Common Stock, par value $0.0001        
Authorized Shares   5,000,000,000    5,000,000,000 
Outstanding Shares   4,585,973,082    229,299*

 

 

*Approximate

 

Effects on Ownership by Individual Stockholders

 

As a result of the Reverse Stock Split, the number of shares of our common stock held by each stockholder will be reduced by multiplying the number of shares held immediately before the Reverse Stock Split by the 1-for-20000 exchange ratio.  All stockholders holding a fractional share will have the fractional share rounded and adjusted to the nearest whole share.  The Reverse Stock Split will affect all of our stockholders uniformly and will not affect any stockholder’s percentage ownership interests in the Company or proportionate voting power, except to the extent that the Reverse Stock Split results in any of our stockholders owning additional shares as a result of adjustments made to fractional interests.

 

Other Effects on outstanding Shares

 

The rights and preferences of the outstanding shares of the common stock will remain the same when the Reverse Stock Split occurs.  Each share of common stock issued pursuant to the Reverse Stock Split will be fully paid and non-assessable.

▸ INSTRUCTIONS:
A: Based on the passage about the reverse stock split, say whether each statement agrees with it: (i) a stockholder holding a fractional share will have it rounded to the nearest whole share; (ii) the rights and preferences of the outstanding common shares will change after the split; (iii) the split will affect some stockholders differently from others. Answer each with yes or no, and quote the words of the passage that decide it.
B: Return the part of the reverse stock split passage from "The rights and" to "paid and non-assessable.", copied word for word.

▸ DATA SUPPLIED:

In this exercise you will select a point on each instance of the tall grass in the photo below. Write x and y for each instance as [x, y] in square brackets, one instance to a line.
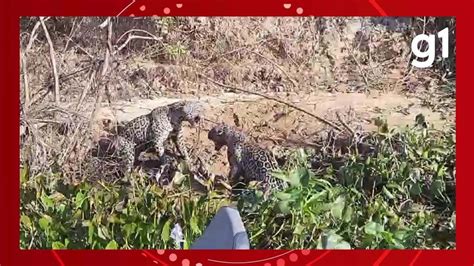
[400, 196]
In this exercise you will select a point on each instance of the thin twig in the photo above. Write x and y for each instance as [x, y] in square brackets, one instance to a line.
[25, 81]
[86, 88]
[132, 37]
[34, 34]
[295, 84]
[53, 61]
[345, 124]
[274, 99]
[105, 67]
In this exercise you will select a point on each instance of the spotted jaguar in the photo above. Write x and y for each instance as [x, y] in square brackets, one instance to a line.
[246, 158]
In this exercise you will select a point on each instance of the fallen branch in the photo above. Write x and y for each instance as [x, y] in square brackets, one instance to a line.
[33, 35]
[86, 88]
[295, 84]
[273, 99]
[105, 67]
[345, 124]
[25, 81]
[53, 61]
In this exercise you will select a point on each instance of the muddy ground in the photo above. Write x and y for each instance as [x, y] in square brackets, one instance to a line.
[356, 67]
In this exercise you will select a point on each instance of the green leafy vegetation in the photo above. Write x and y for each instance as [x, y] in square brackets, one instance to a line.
[401, 196]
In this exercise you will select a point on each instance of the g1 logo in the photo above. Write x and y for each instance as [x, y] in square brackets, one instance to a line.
[430, 50]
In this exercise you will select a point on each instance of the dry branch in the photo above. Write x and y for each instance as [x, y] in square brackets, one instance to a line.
[33, 35]
[25, 81]
[53, 61]
[273, 99]
[295, 84]
[345, 124]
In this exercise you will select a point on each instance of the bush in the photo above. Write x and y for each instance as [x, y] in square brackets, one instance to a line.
[401, 196]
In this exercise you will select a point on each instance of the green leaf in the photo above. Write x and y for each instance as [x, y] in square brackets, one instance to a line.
[283, 196]
[178, 178]
[415, 189]
[165, 232]
[298, 229]
[373, 228]
[348, 214]
[338, 207]
[112, 245]
[47, 202]
[102, 232]
[44, 222]
[284, 206]
[420, 120]
[26, 221]
[331, 240]
[79, 200]
[194, 225]
[387, 193]
[438, 187]
[23, 174]
[295, 176]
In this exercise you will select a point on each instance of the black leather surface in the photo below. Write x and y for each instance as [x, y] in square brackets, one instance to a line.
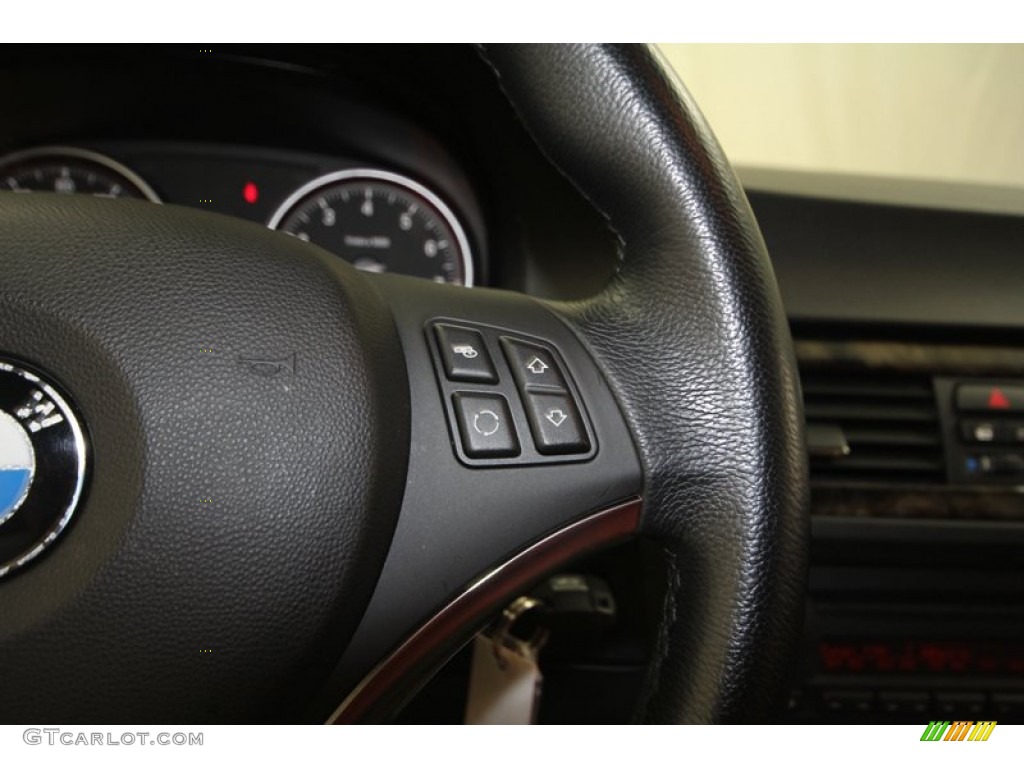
[237, 517]
[692, 335]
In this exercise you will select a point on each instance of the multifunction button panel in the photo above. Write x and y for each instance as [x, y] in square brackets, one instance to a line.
[510, 398]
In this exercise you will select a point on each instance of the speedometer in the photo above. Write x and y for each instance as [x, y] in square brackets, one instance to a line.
[68, 170]
[380, 221]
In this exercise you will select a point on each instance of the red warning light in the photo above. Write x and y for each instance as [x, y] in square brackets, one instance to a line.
[250, 193]
[997, 399]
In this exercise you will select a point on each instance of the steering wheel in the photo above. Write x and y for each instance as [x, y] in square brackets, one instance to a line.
[298, 497]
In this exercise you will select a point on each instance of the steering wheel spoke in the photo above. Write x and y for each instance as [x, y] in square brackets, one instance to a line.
[516, 438]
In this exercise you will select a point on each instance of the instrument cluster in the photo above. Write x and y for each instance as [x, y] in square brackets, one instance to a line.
[378, 219]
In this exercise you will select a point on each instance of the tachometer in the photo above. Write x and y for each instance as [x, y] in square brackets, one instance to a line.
[68, 170]
[380, 221]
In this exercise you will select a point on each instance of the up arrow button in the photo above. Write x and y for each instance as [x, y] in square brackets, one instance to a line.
[532, 366]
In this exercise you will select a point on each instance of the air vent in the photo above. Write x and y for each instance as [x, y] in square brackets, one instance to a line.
[872, 428]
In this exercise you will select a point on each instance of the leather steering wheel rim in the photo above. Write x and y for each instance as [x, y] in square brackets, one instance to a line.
[716, 412]
[275, 477]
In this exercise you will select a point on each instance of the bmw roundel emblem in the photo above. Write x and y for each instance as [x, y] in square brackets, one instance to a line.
[42, 464]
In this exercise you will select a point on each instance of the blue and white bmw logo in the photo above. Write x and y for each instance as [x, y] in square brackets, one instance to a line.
[42, 464]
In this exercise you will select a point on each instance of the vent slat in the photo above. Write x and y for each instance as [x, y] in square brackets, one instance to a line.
[890, 424]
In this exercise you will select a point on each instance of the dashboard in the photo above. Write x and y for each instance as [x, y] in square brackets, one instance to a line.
[908, 323]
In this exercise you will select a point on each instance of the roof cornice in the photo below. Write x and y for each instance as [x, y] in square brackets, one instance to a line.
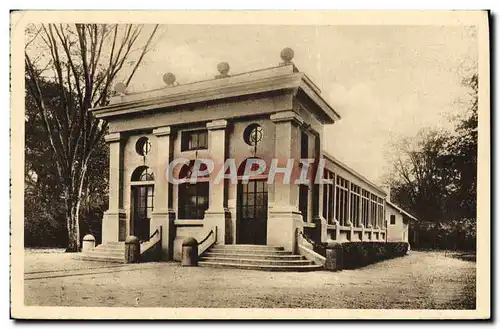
[275, 79]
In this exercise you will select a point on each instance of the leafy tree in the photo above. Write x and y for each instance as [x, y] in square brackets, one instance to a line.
[434, 175]
[80, 62]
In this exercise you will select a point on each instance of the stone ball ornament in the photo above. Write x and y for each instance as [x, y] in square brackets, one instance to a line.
[223, 68]
[120, 88]
[169, 79]
[287, 55]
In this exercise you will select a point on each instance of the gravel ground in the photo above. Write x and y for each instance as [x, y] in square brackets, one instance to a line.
[422, 280]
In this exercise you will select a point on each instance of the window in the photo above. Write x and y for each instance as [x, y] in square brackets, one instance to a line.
[143, 146]
[365, 207]
[328, 197]
[355, 205]
[194, 140]
[380, 212]
[304, 145]
[373, 210]
[142, 174]
[253, 134]
[303, 196]
[193, 200]
[341, 200]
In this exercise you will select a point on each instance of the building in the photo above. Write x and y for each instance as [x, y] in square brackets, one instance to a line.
[398, 223]
[274, 113]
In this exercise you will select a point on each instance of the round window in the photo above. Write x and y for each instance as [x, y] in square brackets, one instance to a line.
[143, 146]
[253, 134]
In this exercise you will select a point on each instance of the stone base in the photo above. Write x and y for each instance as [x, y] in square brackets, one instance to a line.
[165, 219]
[282, 226]
[113, 228]
[217, 218]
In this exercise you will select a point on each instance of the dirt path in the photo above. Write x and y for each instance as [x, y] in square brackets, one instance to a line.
[423, 280]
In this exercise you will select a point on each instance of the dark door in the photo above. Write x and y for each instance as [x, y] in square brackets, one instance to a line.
[143, 208]
[252, 212]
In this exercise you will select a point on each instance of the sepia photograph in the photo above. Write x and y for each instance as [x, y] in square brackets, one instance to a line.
[250, 165]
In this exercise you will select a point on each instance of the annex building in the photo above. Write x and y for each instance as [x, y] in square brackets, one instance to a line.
[273, 113]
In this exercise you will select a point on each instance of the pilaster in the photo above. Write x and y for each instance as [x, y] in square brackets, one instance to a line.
[216, 214]
[114, 226]
[163, 215]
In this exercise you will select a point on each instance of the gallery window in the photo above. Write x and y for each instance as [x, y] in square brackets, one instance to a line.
[194, 140]
[303, 198]
[193, 200]
[355, 205]
[373, 210]
[365, 207]
[341, 200]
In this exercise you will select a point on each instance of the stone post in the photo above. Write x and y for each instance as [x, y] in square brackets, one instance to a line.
[216, 213]
[163, 215]
[284, 217]
[113, 222]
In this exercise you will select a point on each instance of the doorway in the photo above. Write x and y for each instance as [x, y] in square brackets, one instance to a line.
[143, 208]
[252, 212]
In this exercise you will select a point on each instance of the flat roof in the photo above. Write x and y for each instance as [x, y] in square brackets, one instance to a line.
[353, 172]
[401, 211]
[283, 77]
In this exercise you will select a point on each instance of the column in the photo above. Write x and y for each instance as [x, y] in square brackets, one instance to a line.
[284, 218]
[114, 219]
[216, 214]
[318, 219]
[163, 215]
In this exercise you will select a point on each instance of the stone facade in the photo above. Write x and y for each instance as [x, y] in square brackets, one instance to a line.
[150, 129]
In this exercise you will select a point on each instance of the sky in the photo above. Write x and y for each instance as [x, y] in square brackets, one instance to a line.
[386, 82]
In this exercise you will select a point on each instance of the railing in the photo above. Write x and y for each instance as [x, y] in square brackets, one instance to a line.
[209, 240]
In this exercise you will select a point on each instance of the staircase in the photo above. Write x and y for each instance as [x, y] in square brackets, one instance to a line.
[109, 252]
[256, 257]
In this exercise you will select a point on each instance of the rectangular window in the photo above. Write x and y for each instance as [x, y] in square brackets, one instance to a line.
[355, 205]
[304, 145]
[303, 196]
[373, 210]
[365, 207]
[380, 212]
[193, 200]
[331, 200]
[194, 140]
[341, 200]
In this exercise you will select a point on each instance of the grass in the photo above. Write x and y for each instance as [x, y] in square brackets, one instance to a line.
[422, 280]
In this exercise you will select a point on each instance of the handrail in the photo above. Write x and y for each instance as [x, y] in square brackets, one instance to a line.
[206, 237]
[309, 253]
[211, 234]
[308, 239]
[154, 233]
[147, 245]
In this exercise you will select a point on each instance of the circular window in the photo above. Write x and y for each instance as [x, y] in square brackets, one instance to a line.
[253, 134]
[143, 146]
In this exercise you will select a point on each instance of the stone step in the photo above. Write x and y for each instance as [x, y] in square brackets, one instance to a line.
[119, 243]
[101, 257]
[122, 249]
[254, 261]
[111, 252]
[274, 268]
[251, 252]
[251, 256]
[247, 247]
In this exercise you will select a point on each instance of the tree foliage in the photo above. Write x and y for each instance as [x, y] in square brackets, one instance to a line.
[434, 175]
[70, 69]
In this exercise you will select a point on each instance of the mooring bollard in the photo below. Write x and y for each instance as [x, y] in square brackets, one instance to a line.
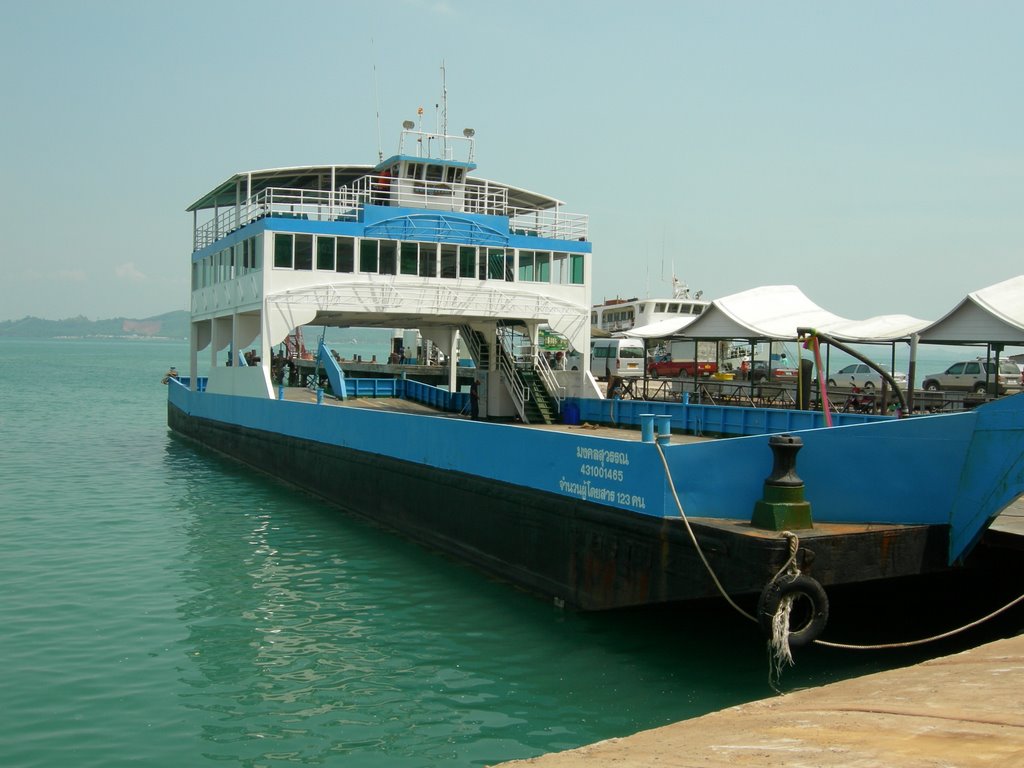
[646, 427]
[664, 428]
[783, 506]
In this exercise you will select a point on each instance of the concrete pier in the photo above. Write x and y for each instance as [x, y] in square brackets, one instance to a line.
[964, 711]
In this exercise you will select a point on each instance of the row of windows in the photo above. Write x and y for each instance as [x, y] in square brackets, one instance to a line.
[228, 263]
[306, 252]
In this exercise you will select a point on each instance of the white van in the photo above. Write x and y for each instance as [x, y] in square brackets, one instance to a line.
[623, 357]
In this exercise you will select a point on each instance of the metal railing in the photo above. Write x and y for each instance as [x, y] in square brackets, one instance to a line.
[346, 203]
[506, 364]
[543, 369]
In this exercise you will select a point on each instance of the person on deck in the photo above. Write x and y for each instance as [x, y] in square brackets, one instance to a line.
[474, 399]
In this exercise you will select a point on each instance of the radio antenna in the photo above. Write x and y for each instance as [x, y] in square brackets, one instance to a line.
[377, 99]
[443, 110]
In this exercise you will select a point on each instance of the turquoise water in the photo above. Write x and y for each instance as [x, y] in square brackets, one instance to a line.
[165, 606]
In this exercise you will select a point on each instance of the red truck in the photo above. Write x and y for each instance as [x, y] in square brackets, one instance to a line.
[675, 369]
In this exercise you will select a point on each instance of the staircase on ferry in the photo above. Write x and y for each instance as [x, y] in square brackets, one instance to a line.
[523, 374]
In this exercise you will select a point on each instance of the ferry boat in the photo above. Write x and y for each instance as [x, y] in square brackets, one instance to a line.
[615, 315]
[593, 518]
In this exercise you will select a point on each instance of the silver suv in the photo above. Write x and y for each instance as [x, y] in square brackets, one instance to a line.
[971, 376]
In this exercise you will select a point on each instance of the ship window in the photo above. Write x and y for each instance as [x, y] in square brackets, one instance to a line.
[525, 266]
[559, 268]
[409, 253]
[543, 267]
[496, 263]
[346, 255]
[428, 260]
[368, 255]
[325, 253]
[283, 250]
[448, 260]
[467, 261]
[389, 256]
[578, 271]
[303, 251]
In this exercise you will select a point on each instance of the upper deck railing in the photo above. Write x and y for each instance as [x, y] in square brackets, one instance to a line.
[346, 204]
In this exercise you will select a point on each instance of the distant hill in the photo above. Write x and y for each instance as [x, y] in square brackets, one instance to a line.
[169, 326]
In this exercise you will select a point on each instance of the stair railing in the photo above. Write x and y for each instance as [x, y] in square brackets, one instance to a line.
[547, 376]
[513, 381]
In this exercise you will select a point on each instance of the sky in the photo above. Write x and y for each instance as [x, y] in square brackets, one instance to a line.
[869, 153]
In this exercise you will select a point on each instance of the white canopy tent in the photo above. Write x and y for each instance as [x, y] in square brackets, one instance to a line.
[991, 315]
[775, 312]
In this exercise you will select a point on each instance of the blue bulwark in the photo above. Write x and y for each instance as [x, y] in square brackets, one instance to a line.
[334, 373]
[437, 227]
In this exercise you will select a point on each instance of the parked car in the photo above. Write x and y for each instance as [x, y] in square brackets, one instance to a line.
[684, 369]
[861, 376]
[759, 371]
[971, 376]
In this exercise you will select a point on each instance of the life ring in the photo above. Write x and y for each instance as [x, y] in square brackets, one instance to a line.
[810, 607]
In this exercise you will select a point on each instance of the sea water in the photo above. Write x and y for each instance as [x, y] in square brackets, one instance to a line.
[163, 605]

▸ ANSWERS TO THE EXERCISES:
A:
(i) Yes: "All stockholders holding a fractional share will have the fractional share rounded and adjusted to the nearest whole share."
(ii) No: "The rights and preferences of the outstanding shares of the common stock will remain the same when the Reverse Stock Split occurs."
(iii) No: "The Reverse Stock Split will affect all of our stockholders uniformly"

B:
The rights and preferences of the outstanding shares of the common stock will remain the same when the Reverse Stock Split occurs.  Each share of common stock issued pursuant to the Reverse Stock Split will be fully paid and non-assessable.